## EXCERPTED TEXT

━━━━━━━━━━

Posted by Tracy on .
Analysis of a compound indicates that it is 49.02% carbon, 2.743% hydrogen, and 48.23% chlorine by mass. A solution is prepared by dissolving 3.150 grams of the compound in 25.00 grams of benzene, C6H6. Benzene has a normal freezing point of 5.50degreeC and the solution freezes at 1.12degreeC. The molal freezing point constant,kf, for benzene is 5.12C/molal.
1.Find the empirical formula of this compound.
2.Using the freezing point data calculate the molar mass of the compound.
3. Calculate the mole fraction of benzene in the solution.
4. The vapor pressure of benzene at 35degreeC is 150.0mmHg. Calculate the vapor pressure of benzene over the solution described in this problem at 35degreeC.
Take a 100 g sample. That will give you
49.02 g C, 2.743 g H, and 48.23 g Cl.
Convert grams to moles.
49.02/12.01 = ??
2.743/1.008 = ??
48.23/35.45 = ??
Find the mole ratio of the elements to each other. The easy way to do this is to divide the smallest number by itself (thus assuring that will be 1.00), then divide the other two numbers by the same small number. Round to whole numbers. That will give you the empirical formula.
delta T = Kf*molality
solve for molality.
m = moles/kg solvent.
Solve for moles.
moles = grams/molar mass
solve for molar mass.
mole fraction benzene = moles benzene/total moles. You have grams benzene which can be convert to moles and you have moles of the unknown compound.
Pbenzene = Xbenzene*Pnormal benzene.
post your work if you get stuck.
1) C=3 ;H=2 and Cl=1
so the empirical formula of the compound is C3H2Cl.
I seem not to get the others clear.
C=3 ;H=2 and Cl=1. Therefore the empirical formula of the compound is C3H2Cl
The others don't seem clear to me

━━━━━━━━━━

Point-based annotation data:
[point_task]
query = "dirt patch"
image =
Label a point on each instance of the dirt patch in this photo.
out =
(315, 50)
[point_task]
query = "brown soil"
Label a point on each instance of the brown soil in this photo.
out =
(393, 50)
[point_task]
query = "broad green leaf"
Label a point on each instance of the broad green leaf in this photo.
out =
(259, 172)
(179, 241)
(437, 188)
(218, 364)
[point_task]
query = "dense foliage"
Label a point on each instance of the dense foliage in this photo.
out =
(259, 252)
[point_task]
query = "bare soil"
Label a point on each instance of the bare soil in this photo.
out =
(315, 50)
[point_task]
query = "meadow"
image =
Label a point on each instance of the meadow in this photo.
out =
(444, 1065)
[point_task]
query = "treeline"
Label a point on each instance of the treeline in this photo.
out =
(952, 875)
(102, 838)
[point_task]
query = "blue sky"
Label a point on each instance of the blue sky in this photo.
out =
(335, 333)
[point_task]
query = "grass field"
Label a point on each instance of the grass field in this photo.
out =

━━━━━━━━━━

## EXERCISES
- a) In the chemistry thread, what is the vapor pressure of benzene at 35 degrees C?
- b) Print the part of the chemistry thread starting with "4. The vapor" and going on through "Solve for moles.".

## SOLVED PROBLEMS
- a) 150.0 mmHg

- b)
4. The vapor pressure of benzene at 35degreeC is 150.0mmHg. Calculate the vapor pressure of benzene over the solution described in this problem at 35degreeC.
Take a 100 g sample. That will give you
49.02 g C, 2.743 g H, and 48.23 g Cl.
Convert grams to moles.
49.02/12.01 = ??
2.743/1.008 = ??
48.23/35.45 = ??
Find the mole ratio of the elements to each other. The easy way to do this is to divide the smallest number by itself (thus assuring that will be 1.00), then divide the other two numbers by the same small number. Round to whole numbers. That will give you the empirical formula.
delta T = Kf*molality
solve for molality.
m = moles/kg solvent.
Solve for moles.